_PASSAGE_:

Milton Keynes Citizen, September 6, 2012

A listed 18th century building, Sycamore farmhouse, Water Eaton, is today linked to the local activities centre of the Sycamore Club.

However, until the building of the Lakes Estate it had been a working dairy farm to where Mr W.J. Makeham, a native of Fenny Stratford, whose parents farmed at Home Farm, brought his bride, Edith, in 1892.

She was a native of Kytes Hardwick, and their first son, Eric, was baptised in Bletchley on April 12, 1894. Their other children would be Kathleen, Betty and a son, Clarence, who following the outbreak of World War One joined the Beds Yeomanry.

As for Eric, as a farm labourer he had emigrated to Australia and having enlisted at Rockhampton, Queensland, would serve in the Australian Machine Gun Corps.

Meanwhile, at Sycamore Farm in early December 1915 his father had the need for a good all round farm labourer.

The position offered a tied cottage and then in July 1916 a good cowman was required, who could also expect a cottage and good wages.

_DATASET EXTRACT_:
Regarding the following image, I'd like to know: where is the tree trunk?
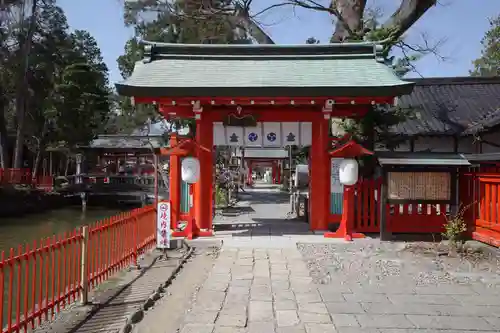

_THE TASKS_:
• A. Which children of Mr W.J. and Edith Makeham does the Sycamore Farm passage name? List every one.
• B. Answer these questions from the Sycamore Farm passage:
(i) In what year did Mr W.J. Makeham bring his bride to the farm?
(ii) Where did Eric enlist?
(iii) What worker was required at Sycamore Farm in July 1916?
• C. Return the Sycamore Farm passage from "However, until the" up to and including "Edith, in 1892.".

_FINAL RESULTS_:
• A. Eric, Kathleen, Betty, Clarence

• B.
(i) 1892
(ii) Rockhampton, Queensland
(iii) A good cowman

• C.
However, until the building of the Lakes Estate it had been a working dairy farm to where Mr W.J. Makeham, a native of Fenny Stratford, whose parents farmed at Home Farm, brought his bride, Edith, in 1892.